Information given:
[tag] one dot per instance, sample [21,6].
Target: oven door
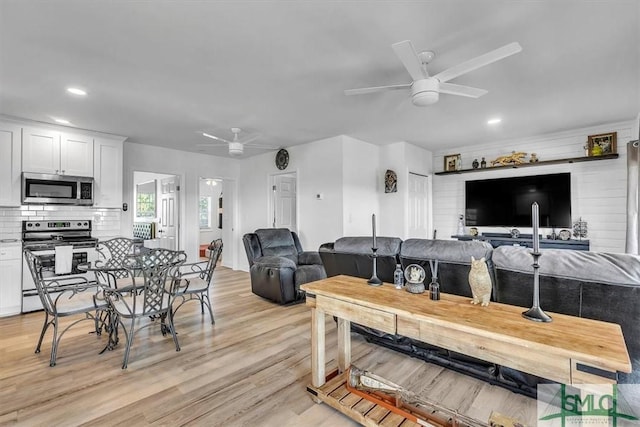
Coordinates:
[30,298]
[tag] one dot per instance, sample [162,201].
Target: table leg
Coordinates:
[344,345]
[317,349]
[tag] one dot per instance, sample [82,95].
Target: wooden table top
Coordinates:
[575,337]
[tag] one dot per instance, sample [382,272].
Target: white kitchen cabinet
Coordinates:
[10,164]
[54,152]
[10,278]
[107,168]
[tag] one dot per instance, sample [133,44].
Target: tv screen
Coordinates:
[506,202]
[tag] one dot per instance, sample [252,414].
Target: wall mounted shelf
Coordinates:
[526,165]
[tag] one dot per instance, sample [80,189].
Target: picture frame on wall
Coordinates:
[602,144]
[452,162]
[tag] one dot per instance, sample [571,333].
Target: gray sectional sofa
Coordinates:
[602,286]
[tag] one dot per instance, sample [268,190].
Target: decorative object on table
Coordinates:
[535,313]
[390,181]
[452,162]
[480,282]
[282,159]
[414,276]
[602,144]
[515,158]
[398,277]
[460,230]
[434,286]
[374,281]
[564,235]
[580,229]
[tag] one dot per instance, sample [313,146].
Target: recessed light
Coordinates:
[77,91]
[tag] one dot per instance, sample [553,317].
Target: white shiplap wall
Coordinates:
[598,188]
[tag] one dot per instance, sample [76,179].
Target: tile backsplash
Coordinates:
[105,222]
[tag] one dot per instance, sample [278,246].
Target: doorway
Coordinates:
[283,209]
[156,201]
[419,225]
[216,202]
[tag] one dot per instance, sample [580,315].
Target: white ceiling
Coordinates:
[160,72]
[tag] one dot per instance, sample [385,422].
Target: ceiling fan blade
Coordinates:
[214,137]
[250,138]
[365,90]
[410,60]
[453,89]
[480,61]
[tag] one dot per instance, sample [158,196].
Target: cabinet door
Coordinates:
[108,173]
[76,155]
[40,150]
[10,164]
[11,273]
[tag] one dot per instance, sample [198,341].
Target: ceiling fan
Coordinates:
[425,89]
[236,145]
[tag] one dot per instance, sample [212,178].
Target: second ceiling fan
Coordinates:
[425,89]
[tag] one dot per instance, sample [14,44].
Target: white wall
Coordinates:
[598,188]
[190,167]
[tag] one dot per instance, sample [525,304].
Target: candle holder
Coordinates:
[374,281]
[535,313]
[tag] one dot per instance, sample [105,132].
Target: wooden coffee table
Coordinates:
[569,350]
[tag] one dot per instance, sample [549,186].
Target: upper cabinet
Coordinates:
[108,173]
[49,151]
[10,163]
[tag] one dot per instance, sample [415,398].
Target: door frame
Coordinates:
[271,198]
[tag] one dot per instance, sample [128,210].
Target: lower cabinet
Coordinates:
[11,278]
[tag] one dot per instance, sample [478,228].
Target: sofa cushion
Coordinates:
[277,242]
[387,246]
[454,261]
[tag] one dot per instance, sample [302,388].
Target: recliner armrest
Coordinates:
[275,262]
[309,258]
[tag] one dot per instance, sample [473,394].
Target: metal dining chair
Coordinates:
[149,295]
[61,298]
[195,280]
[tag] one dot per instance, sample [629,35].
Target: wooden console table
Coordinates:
[569,350]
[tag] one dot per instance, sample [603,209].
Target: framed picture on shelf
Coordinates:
[452,162]
[602,144]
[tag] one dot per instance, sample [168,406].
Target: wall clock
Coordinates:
[282,159]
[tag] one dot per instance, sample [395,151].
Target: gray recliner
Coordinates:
[278,265]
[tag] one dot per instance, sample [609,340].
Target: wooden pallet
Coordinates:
[335,394]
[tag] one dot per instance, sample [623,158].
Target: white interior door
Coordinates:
[168,226]
[284,202]
[418,206]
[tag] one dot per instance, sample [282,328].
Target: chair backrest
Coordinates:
[156,268]
[116,249]
[215,250]
[35,267]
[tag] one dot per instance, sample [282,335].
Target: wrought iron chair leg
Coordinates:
[54,344]
[132,332]
[45,326]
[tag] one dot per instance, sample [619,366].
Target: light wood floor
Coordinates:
[250,368]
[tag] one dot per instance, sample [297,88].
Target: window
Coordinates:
[146,199]
[205,212]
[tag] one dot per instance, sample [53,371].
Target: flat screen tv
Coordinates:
[506,202]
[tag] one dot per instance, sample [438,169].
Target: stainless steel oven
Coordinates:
[42,238]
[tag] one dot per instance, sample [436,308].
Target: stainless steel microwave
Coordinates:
[38,188]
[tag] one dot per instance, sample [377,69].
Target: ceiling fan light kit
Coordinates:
[425,89]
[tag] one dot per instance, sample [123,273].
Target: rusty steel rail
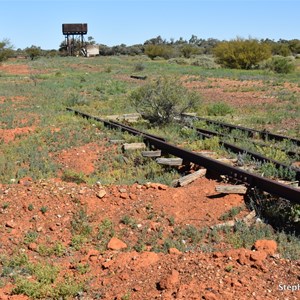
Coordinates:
[273,187]
[264,134]
[113,124]
[254,155]
[209,133]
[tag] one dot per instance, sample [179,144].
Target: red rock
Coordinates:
[174,251]
[268,246]
[101,194]
[116,244]
[25,181]
[210,296]
[32,246]
[258,255]
[146,259]
[124,196]
[169,281]
[244,257]
[10,224]
[107,264]
[132,196]
[218,255]
[3,296]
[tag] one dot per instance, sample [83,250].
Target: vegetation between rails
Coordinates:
[102,86]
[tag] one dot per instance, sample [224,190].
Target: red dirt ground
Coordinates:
[120,272]
[230,274]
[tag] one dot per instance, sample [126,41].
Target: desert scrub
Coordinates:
[219,109]
[105,232]
[163,99]
[22,159]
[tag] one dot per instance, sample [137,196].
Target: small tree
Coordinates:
[242,54]
[6,50]
[162,100]
[165,51]
[33,52]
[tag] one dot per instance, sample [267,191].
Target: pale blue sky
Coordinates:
[113,22]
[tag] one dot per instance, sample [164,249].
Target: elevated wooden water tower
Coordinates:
[74,37]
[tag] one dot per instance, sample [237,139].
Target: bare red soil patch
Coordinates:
[117,272]
[9,135]
[80,159]
[15,69]
[236,92]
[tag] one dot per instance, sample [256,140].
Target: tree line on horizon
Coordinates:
[238,53]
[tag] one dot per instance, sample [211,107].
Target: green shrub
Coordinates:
[219,109]
[188,50]
[205,61]
[241,54]
[162,100]
[279,64]
[5,50]
[165,51]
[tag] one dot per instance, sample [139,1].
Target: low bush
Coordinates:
[219,109]
[162,100]
[279,64]
[205,62]
[241,53]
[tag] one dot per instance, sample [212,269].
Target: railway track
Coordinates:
[242,151]
[271,186]
[263,134]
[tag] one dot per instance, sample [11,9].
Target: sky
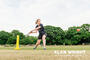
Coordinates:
[22,14]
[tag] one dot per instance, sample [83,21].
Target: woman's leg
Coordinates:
[38,42]
[44,40]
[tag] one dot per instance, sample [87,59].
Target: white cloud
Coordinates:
[21,14]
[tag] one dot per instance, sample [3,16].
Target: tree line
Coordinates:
[55,36]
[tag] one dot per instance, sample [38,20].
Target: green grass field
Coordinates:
[27,53]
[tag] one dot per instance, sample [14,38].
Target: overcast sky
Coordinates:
[22,14]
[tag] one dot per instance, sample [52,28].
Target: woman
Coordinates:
[42,34]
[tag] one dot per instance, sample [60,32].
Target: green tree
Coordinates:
[55,35]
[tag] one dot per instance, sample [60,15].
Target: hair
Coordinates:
[37,21]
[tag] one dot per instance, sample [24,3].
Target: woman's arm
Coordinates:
[35,30]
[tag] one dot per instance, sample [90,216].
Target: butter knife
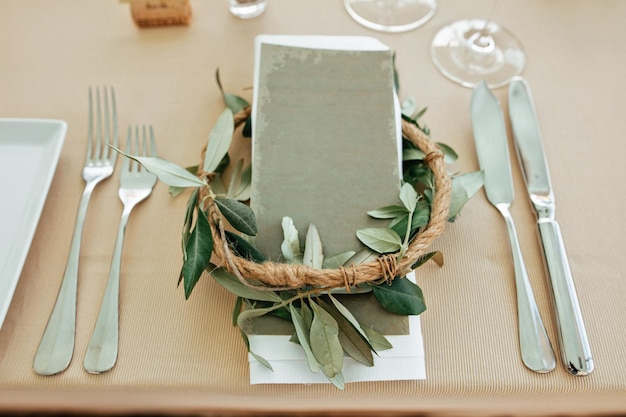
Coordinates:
[494,159]
[575,351]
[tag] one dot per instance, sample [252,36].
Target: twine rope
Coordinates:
[275,276]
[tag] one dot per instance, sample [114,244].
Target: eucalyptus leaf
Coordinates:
[325,341]
[259,358]
[337,381]
[353,342]
[233,102]
[408,196]
[191,207]
[380,239]
[237,309]
[463,188]
[220,139]
[290,247]
[232,284]
[377,340]
[401,297]
[303,332]
[235,179]
[239,215]
[244,249]
[449,154]
[168,172]
[198,249]
[251,313]
[246,131]
[313,252]
[412,154]
[245,184]
[409,106]
[437,257]
[335,261]
[365,255]
[387,212]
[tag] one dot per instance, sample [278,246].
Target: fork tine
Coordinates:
[90,128]
[152,143]
[135,167]
[113,139]
[129,141]
[98,150]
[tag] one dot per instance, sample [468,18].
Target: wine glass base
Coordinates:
[391,15]
[471,50]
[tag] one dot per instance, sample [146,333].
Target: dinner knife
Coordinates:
[575,351]
[494,159]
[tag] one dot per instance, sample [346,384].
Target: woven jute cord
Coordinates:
[275,276]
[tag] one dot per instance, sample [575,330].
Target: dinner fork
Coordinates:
[136,185]
[57,344]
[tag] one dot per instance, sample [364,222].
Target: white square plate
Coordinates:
[29,152]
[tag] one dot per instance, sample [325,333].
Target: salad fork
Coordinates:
[136,185]
[57,344]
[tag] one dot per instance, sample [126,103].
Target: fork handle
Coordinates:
[102,351]
[57,344]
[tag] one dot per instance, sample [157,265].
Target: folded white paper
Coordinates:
[405,361]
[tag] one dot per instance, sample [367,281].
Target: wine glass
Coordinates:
[391,15]
[470,50]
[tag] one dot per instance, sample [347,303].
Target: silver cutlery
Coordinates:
[575,350]
[136,185]
[57,344]
[493,155]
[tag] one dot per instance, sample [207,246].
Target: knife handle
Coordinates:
[575,351]
[535,347]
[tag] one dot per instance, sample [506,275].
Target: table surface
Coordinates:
[183,356]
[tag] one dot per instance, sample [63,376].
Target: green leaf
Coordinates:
[199,248]
[463,188]
[251,313]
[259,358]
[380,239]
[244,249]
[233,102]
[408,196]
[377,340]
[325,341]
[337,381]
[387,212]
[239,215]
[191,206]
[168,172]
[245,184]
[232,284]
[412,154]
[352,339]
[246,132]
[313,252]
[435,256]
[237,309]
[449,154]
[219,141]
[401,297]
[290,246]
[335,261]
[365,255]
[302,330]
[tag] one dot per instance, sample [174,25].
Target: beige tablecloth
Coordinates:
[180,356]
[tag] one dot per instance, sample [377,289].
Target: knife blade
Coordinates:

Task to complete: Copy out the rows above, starting with the line that contains "[tag] one dot per instance, sample [506,275]." and continuing through the last line of the rows, with nothing changed.

Solution to this exercise:
[tag] one dot per instance, sample [506,275].
Target: table surface
Coordinates:
[183,356]
[tag] one dot per instance, sample [63,376].
Target: green leaf
Coordinates:
[199,248]
[463,188]
[251,313]
[259,358]
[380,239]
[244,249]
[233,102]
[408,196]
[377,340]
[325,341]
[337,381]
[387,212]
[239,215]
[191,206]
[168,172]
[245,184]
[232,284]
[412,154]
[352,339]
[246,132]
[313,252]
[435,256]
[237,309]
[449,154]
[219,141]
[401,297]
[290,246]
[335,261]
[365,255]
[302,330]
[tag] one dot per instance, sample [174,25].
Target: beige tablecloth
Coordinates:
[180,356]
[tag] one dot per instance, sample [377,289].
Target: knife blade
Coordinates:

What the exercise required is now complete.